**The task**: Copy out, word for word, the stretch of the listing below from the line containing "If you could indicate the nose" through the end of the listing, and nothing else.

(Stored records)
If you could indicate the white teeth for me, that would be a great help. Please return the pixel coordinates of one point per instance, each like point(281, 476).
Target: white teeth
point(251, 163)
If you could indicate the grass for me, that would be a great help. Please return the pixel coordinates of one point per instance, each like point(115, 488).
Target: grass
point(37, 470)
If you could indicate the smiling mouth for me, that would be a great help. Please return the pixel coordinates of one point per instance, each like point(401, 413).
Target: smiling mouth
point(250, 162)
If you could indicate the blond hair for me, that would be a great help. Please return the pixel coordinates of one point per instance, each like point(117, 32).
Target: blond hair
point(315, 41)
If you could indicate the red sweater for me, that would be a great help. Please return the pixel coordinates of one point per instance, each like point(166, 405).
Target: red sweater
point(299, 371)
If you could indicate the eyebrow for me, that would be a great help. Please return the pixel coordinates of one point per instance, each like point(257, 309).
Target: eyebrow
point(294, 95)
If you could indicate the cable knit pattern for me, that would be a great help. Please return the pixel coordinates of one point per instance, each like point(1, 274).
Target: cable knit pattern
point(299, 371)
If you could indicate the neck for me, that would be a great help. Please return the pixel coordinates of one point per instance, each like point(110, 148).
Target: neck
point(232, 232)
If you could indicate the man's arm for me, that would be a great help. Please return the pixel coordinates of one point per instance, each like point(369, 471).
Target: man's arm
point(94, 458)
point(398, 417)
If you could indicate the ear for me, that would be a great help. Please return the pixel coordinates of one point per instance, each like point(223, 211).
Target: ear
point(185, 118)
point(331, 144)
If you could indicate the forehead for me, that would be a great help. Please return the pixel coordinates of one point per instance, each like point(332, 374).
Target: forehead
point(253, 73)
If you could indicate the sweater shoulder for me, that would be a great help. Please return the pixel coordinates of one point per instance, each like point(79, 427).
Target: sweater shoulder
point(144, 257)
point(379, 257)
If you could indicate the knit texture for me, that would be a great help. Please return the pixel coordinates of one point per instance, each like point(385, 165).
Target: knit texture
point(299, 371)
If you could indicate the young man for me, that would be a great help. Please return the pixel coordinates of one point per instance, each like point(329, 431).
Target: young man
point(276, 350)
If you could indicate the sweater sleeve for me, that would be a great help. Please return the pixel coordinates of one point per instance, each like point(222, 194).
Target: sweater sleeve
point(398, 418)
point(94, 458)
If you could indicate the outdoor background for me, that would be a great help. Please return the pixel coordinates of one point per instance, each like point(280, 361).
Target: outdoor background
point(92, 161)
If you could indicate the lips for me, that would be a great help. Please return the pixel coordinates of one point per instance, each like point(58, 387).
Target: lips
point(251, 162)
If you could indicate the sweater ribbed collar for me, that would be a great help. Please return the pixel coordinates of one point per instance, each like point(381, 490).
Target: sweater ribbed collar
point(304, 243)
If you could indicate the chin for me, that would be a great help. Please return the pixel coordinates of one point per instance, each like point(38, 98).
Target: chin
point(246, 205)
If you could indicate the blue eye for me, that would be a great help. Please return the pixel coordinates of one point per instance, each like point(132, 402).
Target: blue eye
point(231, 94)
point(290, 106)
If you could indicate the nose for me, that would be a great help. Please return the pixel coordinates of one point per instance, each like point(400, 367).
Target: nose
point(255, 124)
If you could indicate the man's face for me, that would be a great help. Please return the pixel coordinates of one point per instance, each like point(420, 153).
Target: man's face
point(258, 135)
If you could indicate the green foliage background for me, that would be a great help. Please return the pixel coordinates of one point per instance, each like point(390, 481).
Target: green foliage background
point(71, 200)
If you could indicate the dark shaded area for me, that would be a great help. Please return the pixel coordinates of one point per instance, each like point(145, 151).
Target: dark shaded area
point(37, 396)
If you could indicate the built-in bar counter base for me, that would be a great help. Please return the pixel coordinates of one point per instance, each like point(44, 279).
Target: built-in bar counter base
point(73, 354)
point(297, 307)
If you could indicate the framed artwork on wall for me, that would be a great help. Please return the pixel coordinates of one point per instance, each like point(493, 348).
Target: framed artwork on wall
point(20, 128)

**Solution for this task**:
If you could indicate the nose for me, that would be a great help. Please return the pixel coordinates of one point per instance, each like point(400, 367).
Target: nose
point(255, 124)
If you could indicate the man's face for me, that would be a great help. Please return the pixel coordinates of one point per instance, each like point(420, 153).
Target: man's face
point(258, 135)
If you could indicate the green foliage background for me, that would be a great help. Please return the pixel coordinates of one point per instance, each like point(390, 481).
Target: green foliage background
point(71, 200)
If you could indicate the dark shaded area for me, that would be a great help. Please return the pixel coordinates of one point per instance, each like point(145, 151).
Target: dark shaded area
point(37, 396)
If you could indicate the built-in bar counter base for me, that would be a great help. Please return the pixel coordinates of one point per instance, each like point(44, 279).
Target: built-in bar counter base
point(73, 354)
point(297, 307)
If you could indicate the framed artwork on wall for me, that would be a great help. Please return the pixel coordinates of one point per instance, each like point(493, 348).
Target: framed artwork on wall
point(20, 128)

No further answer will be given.